DATA FOR ANALYSIS:
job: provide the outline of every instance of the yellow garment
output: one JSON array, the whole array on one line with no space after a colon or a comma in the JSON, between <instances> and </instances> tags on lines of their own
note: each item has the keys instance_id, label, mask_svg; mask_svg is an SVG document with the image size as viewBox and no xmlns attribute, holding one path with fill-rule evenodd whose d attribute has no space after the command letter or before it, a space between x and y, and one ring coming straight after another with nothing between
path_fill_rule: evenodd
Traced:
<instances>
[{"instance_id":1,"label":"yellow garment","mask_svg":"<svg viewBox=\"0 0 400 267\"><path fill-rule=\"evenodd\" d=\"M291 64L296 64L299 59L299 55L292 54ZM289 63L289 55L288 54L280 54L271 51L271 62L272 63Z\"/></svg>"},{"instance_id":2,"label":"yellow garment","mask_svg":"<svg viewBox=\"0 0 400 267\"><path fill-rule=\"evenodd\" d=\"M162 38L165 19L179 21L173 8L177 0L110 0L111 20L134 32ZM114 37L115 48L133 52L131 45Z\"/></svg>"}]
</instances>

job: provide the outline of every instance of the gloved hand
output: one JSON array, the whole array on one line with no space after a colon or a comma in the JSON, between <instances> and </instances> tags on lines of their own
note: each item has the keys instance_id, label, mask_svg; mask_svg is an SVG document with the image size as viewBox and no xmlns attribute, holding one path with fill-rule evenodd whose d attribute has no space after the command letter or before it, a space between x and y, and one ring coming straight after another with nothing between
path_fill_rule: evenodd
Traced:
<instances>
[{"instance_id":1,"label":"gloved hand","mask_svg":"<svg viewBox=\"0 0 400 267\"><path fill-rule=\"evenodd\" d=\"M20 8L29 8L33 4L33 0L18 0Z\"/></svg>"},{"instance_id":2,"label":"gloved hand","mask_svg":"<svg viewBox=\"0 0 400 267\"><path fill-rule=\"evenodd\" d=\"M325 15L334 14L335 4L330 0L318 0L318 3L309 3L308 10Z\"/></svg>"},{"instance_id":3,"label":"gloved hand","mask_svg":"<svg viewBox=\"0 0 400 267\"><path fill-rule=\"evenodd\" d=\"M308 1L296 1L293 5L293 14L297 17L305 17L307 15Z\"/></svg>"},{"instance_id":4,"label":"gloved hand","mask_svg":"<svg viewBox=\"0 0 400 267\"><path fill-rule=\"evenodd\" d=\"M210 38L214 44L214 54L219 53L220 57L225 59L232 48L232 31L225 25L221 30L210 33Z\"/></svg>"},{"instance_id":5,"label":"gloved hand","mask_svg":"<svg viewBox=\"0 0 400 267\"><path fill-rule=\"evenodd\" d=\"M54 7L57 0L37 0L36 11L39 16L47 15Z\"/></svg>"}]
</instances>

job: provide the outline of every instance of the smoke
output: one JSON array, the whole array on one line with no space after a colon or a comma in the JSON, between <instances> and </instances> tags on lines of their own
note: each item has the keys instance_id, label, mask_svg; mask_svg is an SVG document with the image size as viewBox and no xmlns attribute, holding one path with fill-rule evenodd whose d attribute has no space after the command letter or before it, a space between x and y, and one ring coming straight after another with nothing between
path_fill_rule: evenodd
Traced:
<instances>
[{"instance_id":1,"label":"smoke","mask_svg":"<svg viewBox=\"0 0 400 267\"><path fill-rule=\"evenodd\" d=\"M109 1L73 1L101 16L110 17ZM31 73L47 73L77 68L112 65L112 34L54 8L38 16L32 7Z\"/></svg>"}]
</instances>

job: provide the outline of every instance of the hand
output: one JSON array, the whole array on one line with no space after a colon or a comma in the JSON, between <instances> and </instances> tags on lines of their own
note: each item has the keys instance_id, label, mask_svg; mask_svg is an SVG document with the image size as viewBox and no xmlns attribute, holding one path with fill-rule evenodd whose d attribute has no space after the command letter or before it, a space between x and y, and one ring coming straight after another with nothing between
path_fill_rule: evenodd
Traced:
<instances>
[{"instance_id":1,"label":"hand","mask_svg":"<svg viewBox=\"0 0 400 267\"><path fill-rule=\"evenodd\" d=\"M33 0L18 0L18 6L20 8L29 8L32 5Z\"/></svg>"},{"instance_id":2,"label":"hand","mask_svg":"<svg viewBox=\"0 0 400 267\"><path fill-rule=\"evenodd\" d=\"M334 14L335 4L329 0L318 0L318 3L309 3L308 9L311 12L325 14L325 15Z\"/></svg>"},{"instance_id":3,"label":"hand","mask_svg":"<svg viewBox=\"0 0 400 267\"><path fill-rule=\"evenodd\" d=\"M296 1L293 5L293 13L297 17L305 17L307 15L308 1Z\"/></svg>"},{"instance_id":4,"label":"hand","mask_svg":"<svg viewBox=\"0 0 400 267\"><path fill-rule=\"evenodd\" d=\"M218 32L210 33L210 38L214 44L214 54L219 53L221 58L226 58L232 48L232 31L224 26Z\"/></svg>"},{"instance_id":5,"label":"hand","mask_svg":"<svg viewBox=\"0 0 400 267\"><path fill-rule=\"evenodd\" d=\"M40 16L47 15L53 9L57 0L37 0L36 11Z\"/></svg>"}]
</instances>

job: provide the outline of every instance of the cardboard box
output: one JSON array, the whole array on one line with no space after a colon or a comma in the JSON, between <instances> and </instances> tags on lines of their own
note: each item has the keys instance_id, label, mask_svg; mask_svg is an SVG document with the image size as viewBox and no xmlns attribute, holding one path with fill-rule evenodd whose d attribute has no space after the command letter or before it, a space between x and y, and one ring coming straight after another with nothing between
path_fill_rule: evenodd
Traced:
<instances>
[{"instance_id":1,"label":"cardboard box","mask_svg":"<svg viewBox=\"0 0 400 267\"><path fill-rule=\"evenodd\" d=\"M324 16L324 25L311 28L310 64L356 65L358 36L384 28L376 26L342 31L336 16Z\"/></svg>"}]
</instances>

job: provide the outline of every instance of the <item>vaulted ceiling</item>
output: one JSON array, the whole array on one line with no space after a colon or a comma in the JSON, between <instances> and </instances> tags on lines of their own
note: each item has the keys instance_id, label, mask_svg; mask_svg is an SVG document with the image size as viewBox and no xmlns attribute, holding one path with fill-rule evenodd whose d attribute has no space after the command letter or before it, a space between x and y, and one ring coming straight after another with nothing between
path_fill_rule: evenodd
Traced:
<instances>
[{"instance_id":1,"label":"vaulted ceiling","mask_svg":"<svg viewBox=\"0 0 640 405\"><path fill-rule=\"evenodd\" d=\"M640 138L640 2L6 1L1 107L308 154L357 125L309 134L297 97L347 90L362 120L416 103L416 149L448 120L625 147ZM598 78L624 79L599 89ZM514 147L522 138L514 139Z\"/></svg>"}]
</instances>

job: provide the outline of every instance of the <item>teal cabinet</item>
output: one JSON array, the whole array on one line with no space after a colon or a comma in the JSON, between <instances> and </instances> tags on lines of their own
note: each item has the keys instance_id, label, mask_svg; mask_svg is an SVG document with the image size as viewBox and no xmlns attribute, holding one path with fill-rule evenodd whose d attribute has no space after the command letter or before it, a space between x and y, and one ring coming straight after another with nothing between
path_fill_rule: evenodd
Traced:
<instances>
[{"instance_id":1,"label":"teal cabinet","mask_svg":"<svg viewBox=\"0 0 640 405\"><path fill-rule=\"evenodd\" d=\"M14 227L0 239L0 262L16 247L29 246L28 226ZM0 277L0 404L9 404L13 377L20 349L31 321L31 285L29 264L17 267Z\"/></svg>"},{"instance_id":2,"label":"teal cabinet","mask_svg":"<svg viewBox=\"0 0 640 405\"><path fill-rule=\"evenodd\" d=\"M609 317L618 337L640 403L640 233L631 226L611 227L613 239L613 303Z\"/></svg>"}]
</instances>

TASK OBJECTIVE:
What is needed here is the full listing, restated word for word.

RESULT OF THE TASK:
job: provide the outline of every instance of the yellow garment
output: one JSON array, the whole array on one line with no space after a colon or a comma in the JSON, between <instances> and </instances> tags on lines of their own
note: each item has the keys instance_id, label, mask_svg; mask_svg is an SVG document with the image size as viewBox and no xmlns attribute, holding one path with fill-rule evenodd whose d attribute has no space after the command letter or before it, a space between x and y, and one ring coming straight after another with nothing between
path_fill_rule: evenodd
Traced:
<instances>
[{"instance_id":1,"label":"yellow garment","mask_svg":"<svg viewBox=\"0 0 400 267\"><path fill-rule=\"evenodd\" d=\"M291 64L296 64L299 59L299 55L292 54ZM289 63L289 55L288 54L280 54L271 51L271 62L272 63Z\"/></svg>"},{"instance_id":2,"label":"yellow garment","mask_svg":"<svg viewBox=\"0 0 400 267\"><path fill-rule=\"evenodd\" d=\"M162 38L165 19L179 21L173 8L177 0L110 0L111 20L134 32ZM114 37L115 48L133 52L131 45Z\"/></svg>"}]
</instances>

job: provide the outline of every instance of the gloved hand
output: one JSON array, the whole array on one line with no space after a colon or a comma in the JSON, between <instances> and </instances> tags on lines of their own
note: each item has the keys instance_id, label, mask_svg; mask_svg is an SVG document with the image size as viewBox and no xmlns attribute, holding one path with fill-rule evenodd whose d attribute has no space after the command letter or before it, a space between x and y, and one ring coming straight after another with nothing between
path_fill_rule: evenodd
Traced:
<instances>
[{"instance_id":1,"label":"gloved hand","mask_svg":"<svg viewBox=\"0 0 400 267\"><path fill-rule=\"evenodd\" d=\"M20 8L29 8L33 4L33 0L18 0Z\"/></svg>"},{"instance_id":2,"label":"gloved hand","mask_svg":"<svg viewBox=\"0 0 400 267\"><path fill-rule=\"evenodd\" d=\"M325 15L334 14L335 4L330 0L318 0L318 3L309 3L308 10Z\"/></svg>"},{"instance_id":3,"label":"gloved hand","mask_svg":"<svg viewBox=\"0 0 400 267\"><path fill-rule=\"evenodd\" d=\"M308 1L296 1L293 5L293 14L297 17L305 17L307 15Z\"/></svg>"},{"instance_id":4,"label":"gloved hand","mask_svg":"<svg viewBox=\"0 0 400 267\"><path fill-rule=\"evenodd\" d=\"M210 38L214 44L214 54L219 53L220 57L225 59L232 48L232 31L225 25L221 30L210 33Z\"/></svg>"},{"instance_id":5,"label":"gloved hand","mask_svg":"<svg viewBox=\"0 0 400 267\"><path fill-rule=\"evenodd\" d=\"M54 7L57 0L37 0L36 11L39 16L47 15Z\"/></svg>"}]
</instances>

job: provide the outline of every instance of the smoke
output: one JSON array, the whole array on one line with no space after a colon or a comma in the JSON, between <instances> and </instances> tags on lines of their own
note: each item has the keys instance_id, label, mask_svg; mask_svg is an SVG document with the image size as viewBox and no xmlns attribute, holding one path with fill-rule evenodd whose d attribute has no space after the command letter or before it, a space between x and y, and one ring coming straight after another with nothing between
path_fill_rule: evenodd
Traced:
<instances>
[{"instance_id":1,"label":"smoke","mask_svg":"<svg viewBox=\"0 0 400 267\"><path fill-rule=\"evenodd\" d=\"M109 1L73 1L101 16L110 17ZM31 73L47 73L77 68L112 65L112 34L54 8L38 16L32 7Z\"/></svg>"}]
</instances>

job: provide the outline of every instance of the hand
output: one JSON array, the whole array on one line with no space after a colon or a comma in the JSON, between <instances> and </instances> tags on lines of their own
note: each item has the keys instance_id, label, mask_svg; mask_svg is an SVG document with the image size as viewBox and no xmlns attribute, holding one path with fill-rule evenodd whose d attribute has no space after the command letter or before it, a space between x and y, and one ring coming straight after another with nothing between
path_fill_rule: evenodd
Traced:
<instances>
[{"instance_id":1,"label":"hand","mask_svg":"<svg viewBox=\"0 0 400 267\"><path fill-rule=\"evenodd\" d=\"M33 0L18 0L18 6L20 8L29 8L32 5Z\"/></svg>"},{"instance_id":2,"label":"hand","mask_svg":"<svg viewBox=\"0 0 400 267\"><path fill-rule=\"evenodd\" d=\"M334 14L335 4L329 0L318 0L318 3L309 3L308 9L311 12L325 14L325 15Z\"/></svg>"},{"instance_id":3,"label":"hand","mask_svg":"<svg viewBox=\"0 0 400 267\"><path fill-rule=\"evenodd\" d=\"M296 1L293 5L293 13L297 17L305 17L307 15L308 1Z\"/></svg>"},{"instance_id":4,"label":"hand","mask_svg":"<svg viewBox=\"0 0 400 267\"><path fill-rule=\"evenodd\" d=\"M218 32L210 33L210 38L214 44L214 54L219 53L221 58L226 58L232 48L232 31L224 26Z\"/></svg>"},{"instance_id":5,"label":"hand","mask_svg":"<svg viewBox=\"0 0 400 267\"><path fill-rule=\"evenodd\" d=\"M40 16L47 15L53 9L57 0L37 0L36 11Z\"/></svg>"}]
</instances>

job: provide the outline of every instance of the cardboard box
output: one JSON array, the whole array on one line with no space after a colon or a comma in the JSON, between <instances> and </instances> tags on lines of their own
note: each item has the keys instance_id, label, mask_svg; mask_svg is an SVG document with the image size as viewBox and no xmlns attribute, holding one path with fill-rule evenodd whose d attribute has no space after the command letter or before it, a space between x and y, and one ring coming straight after another with nothing between
path_fill_rule: evenodd
Traced:
<instances>
[{"instance_id":1,"label":"cardboard box","mask_svg":"<svg viewBox=\"0 0 400 267\"><path fill-rule=\"evenodd\" d=\"M324 16L324 25L311 28L310 64L356 65L358 36L384 28L376 26L342 31L336 16Z\"/></svg>"}]
</instances>

job: provide the outline of every instance of the <item>vaulted ceiling</item>
output: one JSON array, the whole array on one line with no space after a colon or a comma in the JSON, between <instances> and </instances> tags on lines of their own
note: each item has the keys instance_id, label, mask_svg; mask_svg is an SVG document with the image size as viewBox and no xmlns attribute, holding one path with fill-rule evenodd whose d attribute has no space after the command letter or before it, a space between x and y, and one ring coming straight after another with nothing between
path_fill_rule: evenodd
Traced:
<instances>
[{"instance_id":1,"label":"vaulted ceiling","mask_svg":"<svg viewBox=\"0 0 640 405\"><path fill-rule=\"evenodd\" d=\"M640 138L640 2L6 1L1 107L308 154L357 125L309 134L297 97L347 90L362 120L416 103L416 149L448 120L625 147ZM598 78L624 79L599 89ZM514 147L522 138L514 139Z\"/></svg>"}]
</instances>

job: provide the outline of every instance of the <item>teal cabinet</item>
output: one JSON array, the whole array on one line with no space after a colon or a comma in the JSON, between <instances> and </instances> tags on lines of their own
note: each item has the keys instance_id, label, mask_svg; mask_svg is an SVG document with the image size as viewBox and no xmlns attribute, holding one path with fill-rule evenodd whose d attribute has no space after the command letter or before it, a space between x and y, and one ring coming straight after another with nothing between
path_fill_rule: evenodd
Traced:
<instances>
[{"instance_id":1,"label":"teal cabinet","mask_svg":"<svg viewBox=\"0 0 640 405\"><path fill-rule=\"evenodd\" d=\"M14 227L0 239L0 262L16 247L29 246L28 226ZM0 277L0 404L9 404L13 377L20 349L31 321L31 285L29 264L17 267Z\"/></svg>"},{"instance_id":2,"label":"teal cabinet","mask_svg":"<svg viewBox=\"0 0 640 405\"><path fill-rule=\"evenodd\" d=\"M609 317L618 337L640 403L640 233L631 226L611 227L613 239L613 303Z\"/></svg>"}]
</instances>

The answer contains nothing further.